| EXERCISE DESCRIPTION |
Please update the stretch of records from the line containing "If you could segment every instance of the gray rock" through the line containing "240 78 L 246" by swapping "gray rock face" for "weathered sandstone ledge" and leaving the rest unchanged. Return only those lines.

| TASK MATERIAL |

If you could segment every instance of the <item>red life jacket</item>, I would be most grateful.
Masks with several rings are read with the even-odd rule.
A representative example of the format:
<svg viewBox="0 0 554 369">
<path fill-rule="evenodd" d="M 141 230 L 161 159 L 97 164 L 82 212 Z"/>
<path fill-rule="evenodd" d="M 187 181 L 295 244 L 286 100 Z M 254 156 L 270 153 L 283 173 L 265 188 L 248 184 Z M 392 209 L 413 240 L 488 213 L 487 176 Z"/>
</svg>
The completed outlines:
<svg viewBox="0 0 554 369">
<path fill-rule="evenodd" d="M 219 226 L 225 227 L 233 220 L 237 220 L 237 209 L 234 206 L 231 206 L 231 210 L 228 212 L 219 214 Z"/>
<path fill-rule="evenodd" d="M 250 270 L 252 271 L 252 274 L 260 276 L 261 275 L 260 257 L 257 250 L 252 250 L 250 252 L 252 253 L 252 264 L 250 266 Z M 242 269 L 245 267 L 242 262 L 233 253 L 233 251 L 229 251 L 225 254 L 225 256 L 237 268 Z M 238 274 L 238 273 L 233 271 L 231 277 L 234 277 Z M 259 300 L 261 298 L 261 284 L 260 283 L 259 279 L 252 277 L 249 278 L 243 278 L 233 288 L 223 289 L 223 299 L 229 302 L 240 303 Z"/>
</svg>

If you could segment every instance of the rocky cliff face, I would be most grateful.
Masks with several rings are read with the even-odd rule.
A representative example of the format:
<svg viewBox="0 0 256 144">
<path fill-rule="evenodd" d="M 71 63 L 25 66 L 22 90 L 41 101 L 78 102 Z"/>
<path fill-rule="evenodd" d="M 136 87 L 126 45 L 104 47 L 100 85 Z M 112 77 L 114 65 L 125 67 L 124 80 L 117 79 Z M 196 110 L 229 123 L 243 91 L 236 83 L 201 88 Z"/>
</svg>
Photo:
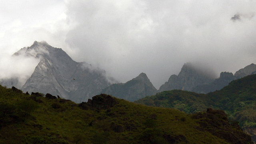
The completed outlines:
<svg viewBox="0 0 256 144">
<path fill-rule="evenodd" d="M 192 91 L 199 93 L 207 94 L 216 90 L 220 90 L 227 86 L 236 78 L 232 72 L 222 72 L 220 78 L 215 79 L 212 82 L 205 84 L 199 85 L 194 88 Z"/>
<path fill-rule="evenodd" d="M 19 82 L 18 78 L 0 79 L 0 84 L 3 86 L 5 86 L 7 88 L 15 86 L 19 89 L 21 89 L 22 86 L 22 84 Z"/>
<path fill-rule="evenodd" d="M 101 93 L 133 102 L 147 96 L 156 94 L 156 89 L 147 76 L 142 73 L 126 83 L 111 85 Z"/>
<path fill-rule="evenodd" d="M 256 73 L 256 64 L 252 64 L 236 72 L 234 76 L 237 78 L 240 78 Z"/>
<path fill-rule="evenodd" d="M 92 69 L 86 62 L 74 61 L 61 48 L 35 41 L 14 55 L 40 59 L 31 76 L 22 87 L 24 92 L 50 93 L 77 102 L 87 101 L 110 85 L 105 72 Z"/>
<path fill-rule="evenodd" d="M 158 92 L 174 89 L 191 91 L 202 84 L 208 84 L 213 80 L 211 76 L 204 73 L 190 63 L 184 64 L 179 74 L 171 76 L 168 81 L 162 85 Z"/>
<path fill-rule="evenodd" d="M 227 86 L 232 81 L 256 73 L 256 65 L 252 64 L 237 71 L 233 75 L 228 72 L 222 72 L 220 78 L 209 84 L 199 85 L 192 91 L 199 93 L 207 94 L 210 92 L 220 90 Z"/>
</svg>

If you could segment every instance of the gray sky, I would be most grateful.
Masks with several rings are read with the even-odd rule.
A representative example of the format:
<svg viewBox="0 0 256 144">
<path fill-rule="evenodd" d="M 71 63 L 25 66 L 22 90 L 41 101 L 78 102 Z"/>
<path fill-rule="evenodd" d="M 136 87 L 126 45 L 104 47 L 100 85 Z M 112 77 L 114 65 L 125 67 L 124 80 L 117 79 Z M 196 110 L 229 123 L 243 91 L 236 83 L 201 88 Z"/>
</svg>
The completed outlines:
<svg viewBox="0 0 256 144">
<path fill-rule="evenodd" d="M 7 56 L 34 40 L 121 82 L 145 72 L 157 88 L 186 62 L 216 76 L 234 72 L 256 62 L 255 8 L 252 0 L 0 0 L 0 76 L 16 69 L 6 68 Z M 15 74 L 31 74 L 31 65 Z"/>
</svg>

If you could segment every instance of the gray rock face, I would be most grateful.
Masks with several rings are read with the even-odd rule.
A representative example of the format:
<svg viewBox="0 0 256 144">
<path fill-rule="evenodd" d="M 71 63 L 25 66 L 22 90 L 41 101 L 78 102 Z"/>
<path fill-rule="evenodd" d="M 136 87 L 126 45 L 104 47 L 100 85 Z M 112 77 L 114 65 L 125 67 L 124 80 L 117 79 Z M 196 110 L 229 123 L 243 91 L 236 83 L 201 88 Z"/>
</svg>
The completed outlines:
<svg viewBox="0 0 256 144">
<path fill-rule="evenodd" d="M 234 76 L 237 78 L 240 78 L 246 76 L 254 74 L 256 72 L 256 64 L 252 64 L 240 69 L 236 72 Z"/>
<path fill-rule="evenodd" d="M 171 76 L 168 81 L 162 85 L 158 92 L 172 90 L 191 91 L 200 84 L 208 84 L 213 79 L 190 63 L 184 64 L 179 74 Z"/>
<path fill-rule="evenodd" d="M 156 92 L 156 89 L 146 75 L 142 73 L 125 83 L 112 84 L 103 90 L 101 93 L 133 102 L 147 96 L 154 95 Z"/>
<path fill-rule="evenodd" d="M 192 91 L 202 94 L 214 92 L 216 90 L 220 90 L 236 79 L 232 72 L 222 72 L 220 78 L 216 79 L 210 84 L 198 85 L 193 88 Z"/>
<path fill-rule="evenodd" d="M 92 70 L 86 62 L 74 61 L 61 48 L 35 41 L 14 55 L 24 54 L 40 59 L 31 76 L 22 87 L 24 92 L 59 95 L 76 102 L 87 101 L 110 85 L 105 72 Z"/>
</svg>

| THE RESULT |
If you could segment every instance of the weathered sandstone ledge, I would be most grateful.
Masks with several rings are read with the even-odd rule.
A representative example of the format:
<svg viewBox="0 0 256 144">
<path fill-rule="evenodd" d="M 71 63 L 25 66 L 22 90 L 41 101 L 78 102 Z"/>
<path fill-rule="evenodd" d="M 136 87 L 126 45 L 104 47 L 100 85 Z M 112 77 L 114 65 L 125 67 L 124 80 L 117 79 Z M 196 110 L 229 123 L 243 91 L 236 83 L 201 88 Z"/>
</svg>
The completed outlines:
<svg viewBox="0 0 256 144">
<path fill-rule="evenodd" d="M 234 76 L 237 78 L 240 78 L 246 76 L 254 74 L 256 72 L 256 64 L 252 64 L 240 69 L 236 72 Z"/>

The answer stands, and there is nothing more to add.